TEXT FOR ANALYSIS:
Media reports on the strike give an impression of the mood amongst the workers. One Mohamed Fathy is quoted by Daily News Egypt as saying, “We are agitated with the media statements of the commissioner and chairman about our strike. They accused us of sabotage and supporting the Muslim Brotherhood, which cannot be further from the truth.”

The accusations by the junta and its supporters that striking workers are supporters of the Muslim Brotherhood (MB) reveal that the ultimate target of the July 3 military coup against Islamist President Mohamed Mursi and the subsequent repression of the MB was the working class, the driving force behind the Egyptian revolution.

The liberal and “left” organizations of Egypt’s affluent middle class, which helped channel mass working class protests against Mursi behind the military coup, now play an active role in the repression of the working class.

Kamal Abu Eita, an “independent” trade union leader and long-time hero of the pseudo-left Revolutionary Socialists (RS), has joined the military junta as minister of manpower. He has repeatedly attacked striking workers as MB supporters and sanctioned their violent dispersal.

RAW DATA:
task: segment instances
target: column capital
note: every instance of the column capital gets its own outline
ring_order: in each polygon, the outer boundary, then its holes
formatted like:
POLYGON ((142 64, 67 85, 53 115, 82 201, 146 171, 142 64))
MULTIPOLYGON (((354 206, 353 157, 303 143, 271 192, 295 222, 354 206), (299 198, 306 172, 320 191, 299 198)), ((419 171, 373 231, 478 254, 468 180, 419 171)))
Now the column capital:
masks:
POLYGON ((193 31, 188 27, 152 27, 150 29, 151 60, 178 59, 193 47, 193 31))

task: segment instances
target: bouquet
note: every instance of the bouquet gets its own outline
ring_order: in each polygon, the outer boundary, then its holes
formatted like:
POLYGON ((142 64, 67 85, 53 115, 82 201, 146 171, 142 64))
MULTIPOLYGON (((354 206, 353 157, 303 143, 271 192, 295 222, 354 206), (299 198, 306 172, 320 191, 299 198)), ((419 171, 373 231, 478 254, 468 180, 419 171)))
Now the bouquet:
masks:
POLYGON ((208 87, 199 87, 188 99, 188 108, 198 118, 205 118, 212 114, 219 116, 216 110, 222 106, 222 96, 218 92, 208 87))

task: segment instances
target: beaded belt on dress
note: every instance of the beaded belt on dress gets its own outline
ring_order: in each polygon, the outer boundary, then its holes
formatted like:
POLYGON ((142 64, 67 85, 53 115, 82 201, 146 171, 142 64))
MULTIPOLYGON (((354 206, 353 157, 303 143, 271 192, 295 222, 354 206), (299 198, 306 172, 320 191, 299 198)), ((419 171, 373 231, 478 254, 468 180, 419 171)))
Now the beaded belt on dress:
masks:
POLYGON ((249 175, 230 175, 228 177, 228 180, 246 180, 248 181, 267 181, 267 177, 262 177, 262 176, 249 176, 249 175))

WORK TO COMPLETE:
1 - Translate this sentence from the text on the Egyptian strike into Spanish: "Media reports on the strike give an impression of the mood amongst the workers."
2 - Write out the part of the text on the Egyptian strike that begins at the words "The liberal and" and stops after the words "the working class.".
Work from the text on the Egyptian strike alone.

SET OF ANSWERS:
1 - Los informes de los medios sobre la huelga dan una impresión del estado de ánimo entre los trabajadores.

2 -
The liberal and “left” organizations of Egypt’s affluent middle class, which helped channel mass working class protests against Mursi behind the military coup, now play an active role in the repression of the working class.